◆ ESTRATTO DEL TESTO ◆
Dal 22 giugno in libreria è tornato Angelantonio, il paziente psichiatrico di Stefano Redaelli di “Beati gli inquieti” (selezione ufficiale Premio Campiello, Premio Napoli e Premio Flaiano 2021), con il prosieguo della sua storia in “Ombra mai più”, edito sempre da Neo edizioni: il rientro del protagonista nella società. Angelantonio è stato ospite della struttura psichiatrica Casa delle Farfalle e adesso deve fare i conti con il mondo esterno, che intanto è mutato, proprio come è cambiato il protagonista dopo la sua permanenza in clinica. Qual è il limite della follia e in che modo un folle viene ritenuto tale? Quanta follia c’è nel mondo, quanta nella realtà e quanta nei pazienti definiti clinicamente folli? Redaelli compi un’indagine approfondita, attraverso l’esperienza del suo protagonista, sui confini della follia. Se il primo libro era incentrato sulla pazzia clinica, qui la follia torna nel mondo reale, proprio come Angelantonio.

◆ DATI FORNITI ◆

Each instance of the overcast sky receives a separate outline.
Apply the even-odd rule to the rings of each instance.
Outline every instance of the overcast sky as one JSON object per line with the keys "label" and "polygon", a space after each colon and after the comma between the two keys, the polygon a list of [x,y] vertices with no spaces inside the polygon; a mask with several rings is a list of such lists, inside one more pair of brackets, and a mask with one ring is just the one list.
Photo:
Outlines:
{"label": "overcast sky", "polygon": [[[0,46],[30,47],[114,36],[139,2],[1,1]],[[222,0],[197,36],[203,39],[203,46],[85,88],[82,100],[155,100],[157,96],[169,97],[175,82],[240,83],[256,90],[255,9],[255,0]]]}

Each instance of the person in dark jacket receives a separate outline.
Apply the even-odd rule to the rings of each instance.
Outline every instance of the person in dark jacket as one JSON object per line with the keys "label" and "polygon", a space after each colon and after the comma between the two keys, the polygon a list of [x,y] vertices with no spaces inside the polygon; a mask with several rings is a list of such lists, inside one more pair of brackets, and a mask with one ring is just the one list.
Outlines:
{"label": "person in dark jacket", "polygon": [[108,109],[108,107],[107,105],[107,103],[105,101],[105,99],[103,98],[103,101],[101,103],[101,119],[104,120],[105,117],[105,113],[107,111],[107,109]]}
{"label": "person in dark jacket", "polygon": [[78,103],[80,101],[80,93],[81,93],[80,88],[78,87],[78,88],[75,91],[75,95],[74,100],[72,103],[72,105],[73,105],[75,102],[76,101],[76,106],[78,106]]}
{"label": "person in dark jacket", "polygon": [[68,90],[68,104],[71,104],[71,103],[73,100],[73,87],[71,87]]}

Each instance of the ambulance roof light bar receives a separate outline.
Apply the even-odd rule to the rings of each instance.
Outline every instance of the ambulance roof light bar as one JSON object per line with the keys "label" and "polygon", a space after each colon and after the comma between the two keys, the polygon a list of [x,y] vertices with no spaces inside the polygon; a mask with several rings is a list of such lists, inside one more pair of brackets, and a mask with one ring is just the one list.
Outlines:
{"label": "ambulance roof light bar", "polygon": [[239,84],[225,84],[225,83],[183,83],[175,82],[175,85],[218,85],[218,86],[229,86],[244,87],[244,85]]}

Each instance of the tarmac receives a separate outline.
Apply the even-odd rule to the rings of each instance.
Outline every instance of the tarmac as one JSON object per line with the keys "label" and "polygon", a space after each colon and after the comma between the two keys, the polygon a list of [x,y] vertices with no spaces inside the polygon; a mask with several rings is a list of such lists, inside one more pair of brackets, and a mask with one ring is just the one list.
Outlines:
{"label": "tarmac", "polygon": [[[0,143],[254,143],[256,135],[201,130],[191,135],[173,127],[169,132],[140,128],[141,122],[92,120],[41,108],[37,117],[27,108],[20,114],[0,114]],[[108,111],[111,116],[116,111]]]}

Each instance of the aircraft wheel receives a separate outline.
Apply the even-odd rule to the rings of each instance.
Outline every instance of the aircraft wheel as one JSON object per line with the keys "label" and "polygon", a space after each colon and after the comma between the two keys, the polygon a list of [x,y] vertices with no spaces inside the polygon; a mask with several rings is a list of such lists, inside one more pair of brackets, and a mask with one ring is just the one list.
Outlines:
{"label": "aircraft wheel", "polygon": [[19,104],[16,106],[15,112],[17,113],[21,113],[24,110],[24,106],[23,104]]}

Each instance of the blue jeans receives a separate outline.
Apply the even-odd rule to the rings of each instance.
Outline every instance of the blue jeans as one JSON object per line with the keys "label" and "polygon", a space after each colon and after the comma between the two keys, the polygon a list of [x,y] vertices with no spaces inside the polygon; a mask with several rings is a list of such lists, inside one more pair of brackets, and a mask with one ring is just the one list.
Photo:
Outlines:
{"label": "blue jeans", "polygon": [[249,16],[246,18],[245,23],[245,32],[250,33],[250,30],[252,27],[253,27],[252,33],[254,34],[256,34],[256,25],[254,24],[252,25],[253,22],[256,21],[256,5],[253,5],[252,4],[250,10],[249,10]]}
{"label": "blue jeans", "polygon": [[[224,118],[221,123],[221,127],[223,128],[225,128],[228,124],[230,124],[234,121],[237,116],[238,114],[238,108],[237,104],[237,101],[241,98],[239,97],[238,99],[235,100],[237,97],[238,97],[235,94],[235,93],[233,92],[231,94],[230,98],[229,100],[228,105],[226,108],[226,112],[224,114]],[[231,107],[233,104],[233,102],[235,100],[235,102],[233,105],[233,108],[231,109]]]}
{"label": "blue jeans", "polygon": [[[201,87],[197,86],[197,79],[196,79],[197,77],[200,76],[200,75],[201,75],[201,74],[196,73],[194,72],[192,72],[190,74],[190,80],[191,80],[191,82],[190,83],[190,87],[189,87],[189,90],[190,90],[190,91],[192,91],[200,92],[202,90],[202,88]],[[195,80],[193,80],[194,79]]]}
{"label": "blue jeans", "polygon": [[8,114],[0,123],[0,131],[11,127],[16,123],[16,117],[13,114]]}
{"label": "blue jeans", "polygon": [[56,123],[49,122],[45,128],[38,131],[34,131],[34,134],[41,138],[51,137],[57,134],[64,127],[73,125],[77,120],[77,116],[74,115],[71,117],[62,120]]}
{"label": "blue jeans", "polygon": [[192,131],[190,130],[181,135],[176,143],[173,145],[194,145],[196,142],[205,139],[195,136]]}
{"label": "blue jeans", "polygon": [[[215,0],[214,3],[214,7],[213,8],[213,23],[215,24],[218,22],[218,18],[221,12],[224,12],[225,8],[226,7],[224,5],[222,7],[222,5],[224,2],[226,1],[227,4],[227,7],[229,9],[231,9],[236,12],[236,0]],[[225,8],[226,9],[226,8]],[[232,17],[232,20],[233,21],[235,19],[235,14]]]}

◆ CONSEGNA 1 ◆
Secondo il brano su «Ombra mai più», in quale struttura psichiatrica è stato ospite Angelantonio?
◆ CONSEGNA 2 ◆
Prosegui il brano su «Ombra mai più» a partire dall'ultima frase riportata.
Le righe non servono per svolgere questo lavoro.

◆ SPAZIO PER RISPONDERE 1 ◆
Nella Casa delle Farfalle.

◆ SPAZIO PER RISPONDERE 2 ◆
In “Beato gli inquieti” esplorava la follia, qui il ritorno alla normalità?
«Il ritorno a casa, che non implica necessariamente il ritorno alla normalità.
Cos’è, quindi, la normalità?
«Non si sa cosa sia, se non un’idea del mondo, condivisa dalla maggioranza della popolazione: una norma, un buon costume. Questo romanzo, come il precedente, mette in discussione la normalità e cerca di indagare su quanto ci sia di assurdo, folle e malato in quello che noi socialmente definiamo “sano”. Inizia tutto con il suo ritorno, ritrova un mondo in cui la precarietà lavorativa è normale, come normale è l’anzianità non assistita e che gli adolescenti, non seguiti ed educati, prendano strade di delinquenza. La società ci vende questa come normalità, ma se ci si interroga sullo scenario, non è una realtà sana e giusta e questa consapevolezza facciamo in modo che ad assumerla sia un folle».
Quindi la cura è l’analisi?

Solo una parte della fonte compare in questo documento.